» STATED TASK A:
Collect every line of the records that contains the word "girl".

» TEXT BLOCK:

25 Posts

Claiming tax deductions for personal concessional super contributions

Posted on October 25, 2019 by Piera-Lee Ramm

Prior to 1 July 2017, Personal Concessional (deductible) Contributions had only been available to self-employed persons, or substantially self-employed persons meeting the 10% maximum earnings condition. Since 1 July 2017 however, both employees and self-employed persons have been able to make Personal Concessional Contributions with the 10% rule criteria removed. This means more people can claim a tax deduction for personal super if the conditions summarised below are met.

General conditions for claiming a tax deduction for personal super contributions

The following primary conditions must be met to be eligible to claim a tax deduction for a personal super contribution:

  • A personal contribution must be made to a complying super fund for the purpose of providing super benefits
  • The contribution is not made to one of the following types of complying super funds:
    • a defined benefit interest in a Commonwealth public sector superannuation scheme
    • an untaxed super fund
  • The individual deducts the contribution for the income year in which the contribution is made
  • The individual submits a valid notice to the fund trustee (further information is provided below)
  • The fund trustee gives the member an acknowledgement of receipt of the valid notice

Additional conditions must be met if:

  • the contribution was made prior to 1 July 2017 and the individual is an employee (10% rule applies)
  • the individual is under age 18

Age-related conditions

If an individual is under the age of 18 at the end of the income year in which they make a contribution, to be eligible to claim a tax deduction for the super contribution, they must have derived income in the income year:

  • from the carrying on of a business, or
  • attributable to activities where they are treated as an employee for Superannuation Guarantee purposes.

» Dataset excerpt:
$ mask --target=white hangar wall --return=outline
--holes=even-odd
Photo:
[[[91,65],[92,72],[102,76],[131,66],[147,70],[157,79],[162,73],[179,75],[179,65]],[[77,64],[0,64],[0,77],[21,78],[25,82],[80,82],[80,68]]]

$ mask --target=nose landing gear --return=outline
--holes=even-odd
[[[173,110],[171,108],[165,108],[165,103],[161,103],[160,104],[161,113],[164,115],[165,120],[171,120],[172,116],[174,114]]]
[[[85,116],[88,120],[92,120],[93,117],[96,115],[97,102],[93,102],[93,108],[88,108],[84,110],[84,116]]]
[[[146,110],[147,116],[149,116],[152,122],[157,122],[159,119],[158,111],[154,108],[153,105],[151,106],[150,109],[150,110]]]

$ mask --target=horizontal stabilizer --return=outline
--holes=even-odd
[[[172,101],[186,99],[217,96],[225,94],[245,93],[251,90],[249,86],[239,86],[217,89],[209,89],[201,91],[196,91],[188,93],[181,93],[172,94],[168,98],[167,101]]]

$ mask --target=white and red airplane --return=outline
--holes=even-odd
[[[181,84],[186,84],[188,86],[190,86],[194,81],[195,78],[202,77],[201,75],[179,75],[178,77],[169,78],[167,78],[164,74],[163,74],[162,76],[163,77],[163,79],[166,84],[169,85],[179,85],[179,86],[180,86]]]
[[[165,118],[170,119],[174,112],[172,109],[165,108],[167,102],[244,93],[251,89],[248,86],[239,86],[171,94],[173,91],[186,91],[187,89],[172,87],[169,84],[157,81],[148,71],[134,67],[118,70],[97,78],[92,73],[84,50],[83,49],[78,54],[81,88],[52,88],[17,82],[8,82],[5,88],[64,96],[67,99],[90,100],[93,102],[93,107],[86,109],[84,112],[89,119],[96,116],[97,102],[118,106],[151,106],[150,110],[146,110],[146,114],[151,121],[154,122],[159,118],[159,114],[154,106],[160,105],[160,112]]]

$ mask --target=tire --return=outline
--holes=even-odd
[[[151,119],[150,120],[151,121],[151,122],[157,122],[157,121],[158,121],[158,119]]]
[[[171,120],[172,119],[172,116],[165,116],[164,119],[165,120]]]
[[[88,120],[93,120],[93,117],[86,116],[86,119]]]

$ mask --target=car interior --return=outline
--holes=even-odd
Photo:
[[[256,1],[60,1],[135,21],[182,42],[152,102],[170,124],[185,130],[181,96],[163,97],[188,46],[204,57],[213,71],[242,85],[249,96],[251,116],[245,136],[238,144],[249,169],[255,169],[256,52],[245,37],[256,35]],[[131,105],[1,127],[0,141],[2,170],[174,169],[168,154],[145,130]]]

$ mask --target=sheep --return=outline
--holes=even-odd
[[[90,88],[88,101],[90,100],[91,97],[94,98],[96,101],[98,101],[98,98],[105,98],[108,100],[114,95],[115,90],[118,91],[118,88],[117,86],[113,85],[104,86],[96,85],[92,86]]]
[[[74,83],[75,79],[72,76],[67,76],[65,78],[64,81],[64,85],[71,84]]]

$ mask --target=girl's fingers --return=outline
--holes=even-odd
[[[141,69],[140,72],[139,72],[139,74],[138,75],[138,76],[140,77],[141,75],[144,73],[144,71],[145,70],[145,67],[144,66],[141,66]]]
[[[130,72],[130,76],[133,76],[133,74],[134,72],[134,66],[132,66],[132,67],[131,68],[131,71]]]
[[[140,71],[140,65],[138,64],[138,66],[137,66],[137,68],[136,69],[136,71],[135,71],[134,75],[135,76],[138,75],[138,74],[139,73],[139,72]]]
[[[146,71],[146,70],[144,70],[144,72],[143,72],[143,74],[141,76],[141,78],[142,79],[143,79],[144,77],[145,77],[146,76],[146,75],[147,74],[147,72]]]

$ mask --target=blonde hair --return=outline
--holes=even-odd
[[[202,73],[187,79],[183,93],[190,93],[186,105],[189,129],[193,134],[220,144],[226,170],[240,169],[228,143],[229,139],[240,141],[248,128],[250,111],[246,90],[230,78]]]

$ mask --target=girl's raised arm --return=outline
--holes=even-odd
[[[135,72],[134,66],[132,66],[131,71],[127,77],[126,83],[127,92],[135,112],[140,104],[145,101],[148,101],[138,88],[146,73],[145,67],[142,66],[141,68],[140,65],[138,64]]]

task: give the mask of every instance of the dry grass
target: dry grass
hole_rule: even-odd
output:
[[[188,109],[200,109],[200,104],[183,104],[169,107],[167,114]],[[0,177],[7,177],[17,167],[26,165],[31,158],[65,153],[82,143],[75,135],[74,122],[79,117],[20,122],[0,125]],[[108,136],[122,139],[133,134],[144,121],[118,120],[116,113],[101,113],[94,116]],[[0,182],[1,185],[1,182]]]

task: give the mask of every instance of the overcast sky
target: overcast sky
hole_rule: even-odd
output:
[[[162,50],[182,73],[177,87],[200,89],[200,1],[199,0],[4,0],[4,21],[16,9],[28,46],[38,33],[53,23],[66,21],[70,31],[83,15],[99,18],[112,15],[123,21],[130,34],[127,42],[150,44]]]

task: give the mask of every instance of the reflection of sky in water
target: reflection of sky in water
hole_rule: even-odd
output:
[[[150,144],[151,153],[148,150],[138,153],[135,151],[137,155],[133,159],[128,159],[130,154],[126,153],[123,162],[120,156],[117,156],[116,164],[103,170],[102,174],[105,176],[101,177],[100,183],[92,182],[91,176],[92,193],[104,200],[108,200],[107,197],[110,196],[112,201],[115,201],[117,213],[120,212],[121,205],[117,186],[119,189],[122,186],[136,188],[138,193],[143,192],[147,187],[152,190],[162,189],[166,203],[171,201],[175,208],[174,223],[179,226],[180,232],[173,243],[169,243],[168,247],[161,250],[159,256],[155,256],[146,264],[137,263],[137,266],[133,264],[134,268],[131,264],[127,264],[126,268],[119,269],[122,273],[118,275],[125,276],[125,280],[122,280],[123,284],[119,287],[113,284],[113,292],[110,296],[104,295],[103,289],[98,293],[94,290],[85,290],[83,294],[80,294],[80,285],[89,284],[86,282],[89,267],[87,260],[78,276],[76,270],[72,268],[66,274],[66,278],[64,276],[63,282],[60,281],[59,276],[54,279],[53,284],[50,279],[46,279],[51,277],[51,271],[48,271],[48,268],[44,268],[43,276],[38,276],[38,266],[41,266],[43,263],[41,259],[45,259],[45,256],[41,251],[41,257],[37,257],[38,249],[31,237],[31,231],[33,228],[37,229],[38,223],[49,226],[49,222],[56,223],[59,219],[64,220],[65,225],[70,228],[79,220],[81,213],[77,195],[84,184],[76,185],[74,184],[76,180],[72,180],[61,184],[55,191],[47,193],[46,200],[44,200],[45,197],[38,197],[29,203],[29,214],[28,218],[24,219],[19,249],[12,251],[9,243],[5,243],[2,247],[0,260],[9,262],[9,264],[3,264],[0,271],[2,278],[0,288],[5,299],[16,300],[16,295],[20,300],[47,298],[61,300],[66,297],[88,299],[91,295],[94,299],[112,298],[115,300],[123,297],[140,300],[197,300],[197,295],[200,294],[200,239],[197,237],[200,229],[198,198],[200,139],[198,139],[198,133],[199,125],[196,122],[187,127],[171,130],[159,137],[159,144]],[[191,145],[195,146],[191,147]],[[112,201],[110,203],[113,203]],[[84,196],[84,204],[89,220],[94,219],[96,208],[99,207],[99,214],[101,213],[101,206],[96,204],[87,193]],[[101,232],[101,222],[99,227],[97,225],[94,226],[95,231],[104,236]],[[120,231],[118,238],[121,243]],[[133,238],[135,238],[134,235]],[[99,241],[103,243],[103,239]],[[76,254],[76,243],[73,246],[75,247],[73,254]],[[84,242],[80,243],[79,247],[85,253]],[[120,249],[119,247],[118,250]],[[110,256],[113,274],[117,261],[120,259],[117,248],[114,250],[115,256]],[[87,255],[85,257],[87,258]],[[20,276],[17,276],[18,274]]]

» STATED TASK B:
Resume the article on claiming tax deductions for personal super contributions, continuing after its last sentence.

» EXERCISE OUTPUT A:
$ mask --target=girl's fingers --return=outline
$ mask --target=girl's raised arm --return=outline

» EXERCISE OUTPUT B:
If an individual is aged 65 to 74, they may need to satisfy the work test for the super fund to accept the contribution before tax deductibility can be considered.

A person passes the work test if they have been gainfully employed for at least 40 hours in a period of not more than 30 consecutive days in the relevant financial year.

Since 1 July 2019, individuals aged 65 to 74 with a total superannuation balance below $300,000 can make voluntary contributions for 12 months from the end of the financial year in which they last met the work test.

Additionally, from July 2020 a relaxation of the work test rules relating to contributions for individuals aged 65 and 66 has been proposed to allow voluntary superannuation contributions (both concessional and non-concessional) even if they do not meet the work test.

If an individual is aged 75 or more, the fund cannot accept personal member contributions, so the member is unable to make personal deductible contributions from age 75.

Important Considerations

Personal Concessional Contributions are subject to the concessional contributions cap (currently $25,000 per financial year). Personal Concessional Contributions must be considered in total with an individual’s other concessional contributions for the year, such as employer contributions.

An individual cannot create a tax loss by making a personal concessional contribution. This means the tax deduction that can be claimed in respect of a personal contribution is limited to the individual’s assessable income for the year, less other deductions.

An individual with a total superannuation balance of $1.6 million or more is not restricted from making personal deductible super contributions. However, if the deduction is denied by the ATO, the contribution will be re-classified as a non-concessional contribution. Individuals with a total superannuation balance of $1.6m or more are not eligible to make non-concessional contributions so if the contribution is denied as a personal concessional contribution, the contribution will be excessive and could incur additional tax.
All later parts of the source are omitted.